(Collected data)
______

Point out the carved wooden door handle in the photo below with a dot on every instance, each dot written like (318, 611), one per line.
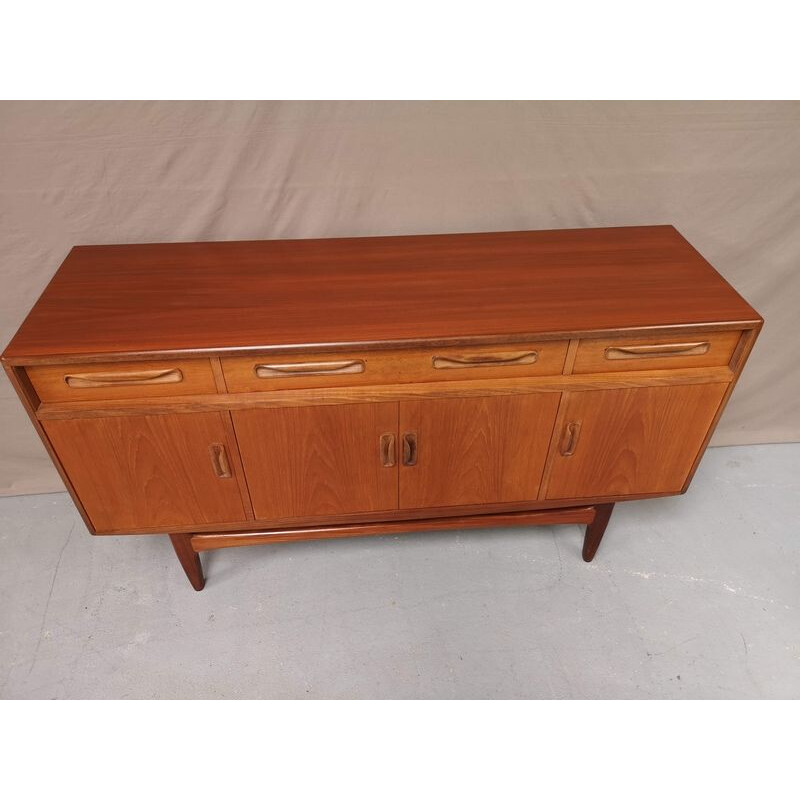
(569, 441)
(486, 360)
(655, 350)
(387, 450)
(310, 368)
(90, 380)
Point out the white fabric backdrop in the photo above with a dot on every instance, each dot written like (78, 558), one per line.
(727, 174)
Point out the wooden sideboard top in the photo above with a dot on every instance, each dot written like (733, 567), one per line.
(384, 291)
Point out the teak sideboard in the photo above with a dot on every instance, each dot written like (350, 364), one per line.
(238, 393)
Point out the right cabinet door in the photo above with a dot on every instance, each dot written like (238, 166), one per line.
(614, 442)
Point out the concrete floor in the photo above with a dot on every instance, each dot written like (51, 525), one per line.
(689, 597)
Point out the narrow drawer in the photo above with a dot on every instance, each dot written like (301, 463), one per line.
(265, 373)
(668, 351)
(122, 380)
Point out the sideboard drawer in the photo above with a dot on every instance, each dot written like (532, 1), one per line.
(122, 380)
(654, 351)
(265, 373)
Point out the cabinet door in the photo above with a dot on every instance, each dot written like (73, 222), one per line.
(630, 441)
(476, 450)
(153, 471)
(319, 460)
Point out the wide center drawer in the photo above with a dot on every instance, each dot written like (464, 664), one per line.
(265, 373)
(119, 380)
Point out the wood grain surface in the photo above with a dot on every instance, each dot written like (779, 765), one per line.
(476, 450)
(317, 460)
(148, 471)
(381, 292)
(629, 441)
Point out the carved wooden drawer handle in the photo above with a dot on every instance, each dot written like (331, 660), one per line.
(570, 439)
(387, 450)
(460, 362)
(409, 449)
(90, 380)
(310, 368)
(219, 461)
(650, 350)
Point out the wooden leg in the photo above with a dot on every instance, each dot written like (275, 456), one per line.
(595, 530)
(190, 561)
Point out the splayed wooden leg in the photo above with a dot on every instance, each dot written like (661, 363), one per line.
(190, 561)
(595, 530)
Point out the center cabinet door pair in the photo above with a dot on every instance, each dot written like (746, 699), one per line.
(339, 459)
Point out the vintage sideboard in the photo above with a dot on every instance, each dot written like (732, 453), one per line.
(238, 393)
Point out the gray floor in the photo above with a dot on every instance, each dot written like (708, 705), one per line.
(689, 597)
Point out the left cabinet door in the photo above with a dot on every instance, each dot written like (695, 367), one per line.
(150, 471)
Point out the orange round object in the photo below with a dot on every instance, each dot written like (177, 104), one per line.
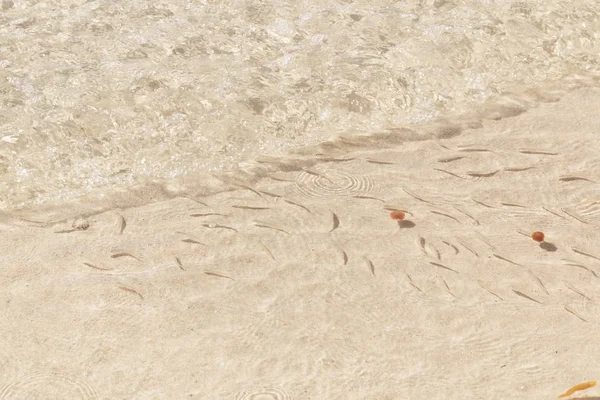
(397, 215)
(538, 236)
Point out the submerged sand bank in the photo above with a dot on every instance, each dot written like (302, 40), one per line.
(301, 286)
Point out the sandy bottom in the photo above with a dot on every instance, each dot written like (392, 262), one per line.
(304, 288)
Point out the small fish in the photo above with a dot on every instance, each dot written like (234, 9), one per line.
(336, 222)
(450, 159)
(468, 215)
(525, 296)
(482, 174)
(448, 172)
(574, 178)
(513, 205)
(131, 291)
(277, 196)
(98, 268)
(578, 251)
(456, 251)
(447, 287)
(579, 292)
(218, 275)
(535, 151)
(573, 214)
(118, 255)
(443, 266)
(416, 197)
(368, 198)
(517, 169)
(267, 249)
(297, 205)
(192, 241)
(476, 150)
(410, 281)
(379, 162)
(488, 290)
(577, 388)
(467, 247)
(482, 203)
(217, 226)
(539, 281)
(445, 215)
(569, 309)
(507, 260)
(578, 265)
(251, 208)
(122, 224)
(552, 212)
(370, 265)
(263, 225)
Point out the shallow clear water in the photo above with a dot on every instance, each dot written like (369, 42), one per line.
(109, 93)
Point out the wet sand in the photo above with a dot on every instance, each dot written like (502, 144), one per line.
(293, 282)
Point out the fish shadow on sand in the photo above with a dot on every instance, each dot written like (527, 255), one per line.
(549, 247)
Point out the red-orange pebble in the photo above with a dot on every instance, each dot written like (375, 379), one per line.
(538, 236)
(397, 215)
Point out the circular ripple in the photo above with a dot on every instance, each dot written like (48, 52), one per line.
(265, 394)
(48, 386)
(334, 184)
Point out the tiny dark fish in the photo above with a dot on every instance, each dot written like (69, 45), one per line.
(517, 169)
(476, 150)
(251, 208)
(443, 266)
(370, 265)
(456, 251)
(416, 197)
(271, 194)
(297, 205)
(380, 162)
(336, 222)
(131, 291)
(525, 296)
(118, 255)
(368, 198)
(67, 231)
(507, 260)
(192, 241)
(570, 310)
(572, 214)
(488, 290)
(450, 159)
(534, 151)
(482, 174)
(482, 203)
(513, 205)
(445, 215)
(267, 250)
(217, 226)
(122, 224)
(218, 275)
(262, 225)
(98, 268)
(448, 172)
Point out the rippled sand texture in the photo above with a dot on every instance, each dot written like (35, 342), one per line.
(300, 286)
(96, 93)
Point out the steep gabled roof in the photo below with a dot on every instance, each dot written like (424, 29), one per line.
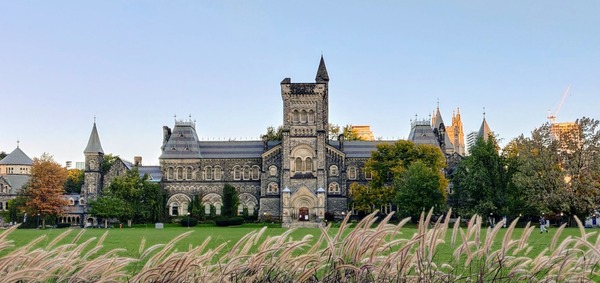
(484, 130)
(94, 145)
(322, 75)
(17, 157)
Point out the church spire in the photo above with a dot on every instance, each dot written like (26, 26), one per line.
(94, 145)
(322, 76)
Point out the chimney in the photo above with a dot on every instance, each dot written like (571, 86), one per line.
(137, 161)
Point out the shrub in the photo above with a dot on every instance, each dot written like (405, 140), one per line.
(189, 221)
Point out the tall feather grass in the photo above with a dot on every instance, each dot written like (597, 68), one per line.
(371, 251)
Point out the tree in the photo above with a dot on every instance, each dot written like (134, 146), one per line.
(272, 134)
(419, 189)
(74, 181)
(387, 165)
(230, 201)
(44, 191)
(480, 181)
(347, 131)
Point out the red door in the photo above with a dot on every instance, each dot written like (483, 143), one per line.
(303, 212)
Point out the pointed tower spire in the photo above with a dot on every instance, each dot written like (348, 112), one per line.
(94, 145)
(322, 76)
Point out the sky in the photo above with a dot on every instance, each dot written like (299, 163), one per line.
(136, 66)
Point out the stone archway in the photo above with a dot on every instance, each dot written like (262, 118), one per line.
(303, 203)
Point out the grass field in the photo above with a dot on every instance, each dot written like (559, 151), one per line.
(370, 252)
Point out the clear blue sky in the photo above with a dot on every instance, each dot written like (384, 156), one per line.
(135, 64)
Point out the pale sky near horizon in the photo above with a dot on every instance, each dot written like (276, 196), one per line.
(134, 65)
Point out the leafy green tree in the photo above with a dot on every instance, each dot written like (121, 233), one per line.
(349, 134)
(74, 181)
(387, 165)
(44, 191)
(273, 134)
(419, 189)
(230, 201)
(480, 181)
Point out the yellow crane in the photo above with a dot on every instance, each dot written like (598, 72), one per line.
(552, 115)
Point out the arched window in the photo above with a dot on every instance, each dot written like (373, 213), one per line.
(188, 173)
(217, 173)
(308, 164)
(298, 164)
(207, 173)
(237, 173)
(255, 172)
(368, 174)
(170, 173)
(334, 188)
(179, 173)
(333, 170)
(352, 173)
(273, 170)
(272, 188)
(246, 172)
(303, 116)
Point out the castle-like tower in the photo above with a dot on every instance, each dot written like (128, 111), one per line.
(94, 156)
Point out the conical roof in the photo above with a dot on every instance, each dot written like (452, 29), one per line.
(322, 75)
(94, 145)
(484, 130)
(17, 157)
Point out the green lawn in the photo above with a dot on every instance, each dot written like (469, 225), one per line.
(130, 238)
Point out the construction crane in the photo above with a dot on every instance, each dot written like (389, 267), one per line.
(552, 115)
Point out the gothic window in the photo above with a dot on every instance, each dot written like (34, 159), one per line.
(334, 188)
(170, 173)
(208, 173)
(255, 172)
(237, 173)
(273, 170)
(188, 173)
(272, 188)
(333, 170)
(179, 173)
(308, 164)
(368, 174)
(217, 173)
(352, 173)
(298, 164)
(246, 173)
(303, 116)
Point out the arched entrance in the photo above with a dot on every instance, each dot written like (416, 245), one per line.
(303, 214)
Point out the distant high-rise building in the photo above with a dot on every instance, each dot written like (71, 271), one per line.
(364, 132)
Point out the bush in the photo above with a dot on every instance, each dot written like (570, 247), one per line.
(226, 221)
(189, 221)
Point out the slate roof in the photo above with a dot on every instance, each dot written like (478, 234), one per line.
(16, 182)
(359, 149)
(94, 145)
(234, 149)
(484, 130)
(182, 143)
(422, 133)
(17, 157)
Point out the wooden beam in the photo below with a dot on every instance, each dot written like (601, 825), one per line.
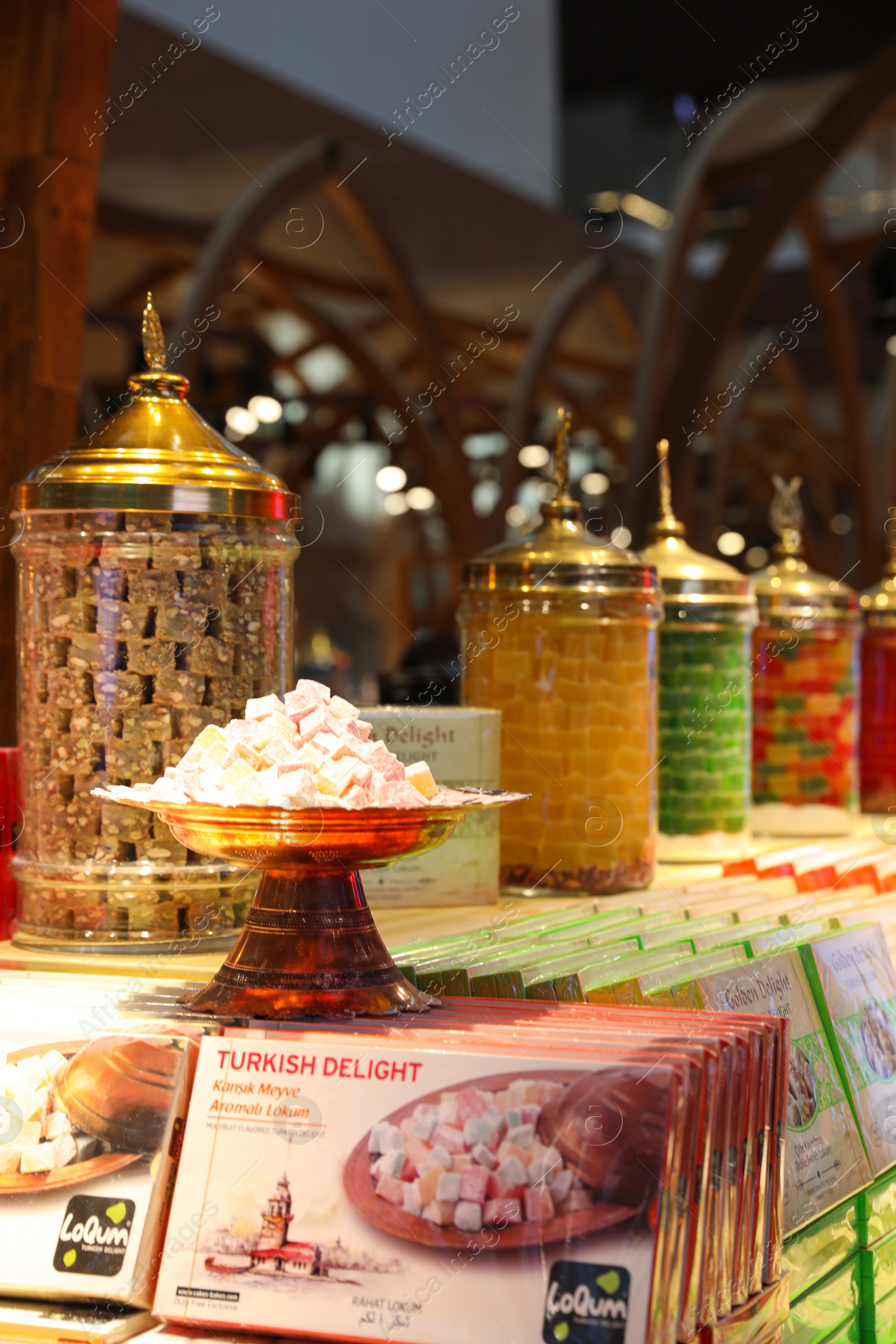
(843, 351)
(725, 300)
(54, 71)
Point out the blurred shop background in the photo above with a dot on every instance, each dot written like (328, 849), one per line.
(388, 240)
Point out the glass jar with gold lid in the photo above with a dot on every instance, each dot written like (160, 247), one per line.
(704, 740)
(805, 683)
(558, 632)
(155, 597)
(878, 734)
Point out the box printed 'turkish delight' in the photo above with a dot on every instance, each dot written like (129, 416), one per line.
(366, 1191)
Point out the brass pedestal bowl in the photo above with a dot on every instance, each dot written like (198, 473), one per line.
(309, 945)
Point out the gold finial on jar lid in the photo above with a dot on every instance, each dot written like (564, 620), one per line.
(156, 454)
(668, 525)
(789, 588)
(153, 339)
(688, 577)
(563, 553)
(786, 515)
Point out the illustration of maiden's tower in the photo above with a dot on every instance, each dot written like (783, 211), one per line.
(276, 1221)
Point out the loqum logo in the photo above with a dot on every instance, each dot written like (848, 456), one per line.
(95, 1235)
(586, 1304)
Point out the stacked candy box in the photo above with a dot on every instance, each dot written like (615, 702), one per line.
(805, 720)
(725, 1224)
(547, 1276)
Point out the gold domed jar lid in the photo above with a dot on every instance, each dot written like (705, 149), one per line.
(878, 604)
(156, 455)
(689, 578)
(787, 588)
(561, 556)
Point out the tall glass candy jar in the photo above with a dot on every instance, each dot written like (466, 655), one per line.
(155, 569)
(805, 689)
(558, 632)
(878, 737)
(704, 740)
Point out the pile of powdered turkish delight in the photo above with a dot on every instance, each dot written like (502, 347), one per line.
(476, 1159)
(308, 750)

______

* _EXERCISE DETAILS_: Exactly and only the lines from the one containing "Point out the loqum" through the end of the material are to be reproduced, both ends included.

* _FINISHED ANSWER_:
Point out the loqum logo in the photo above with a dot on every instance, each dot written like (848, 456), one per line.
(95, 1235)
(586, 1304)
Point out the stacked candy box in the photo above with a dot on every instance, each dot written like (615, 702), one per line.
(805, 720)
(725, 1224)
(547, 1276)
Point out the gold domed jar lid in the photo above with a dot on every instance, each dot written like (705, 149), one per line.
(878, 604)
(156, 455)
(689, 578)
(787, 588)
(561, 556)
Point out the tall glass candy jar in the photo above with a dot on every instance, each dot written like (466, 655), one per line.
(155, 569)
(805, 689)
(558, 632)
(878, 737)
(704, 740)
Point out the pile of powdered turkish delight in the photo above with a dot on every instance, each dot written like (502, 347), one per line.
(476, 1159)
(308, 750)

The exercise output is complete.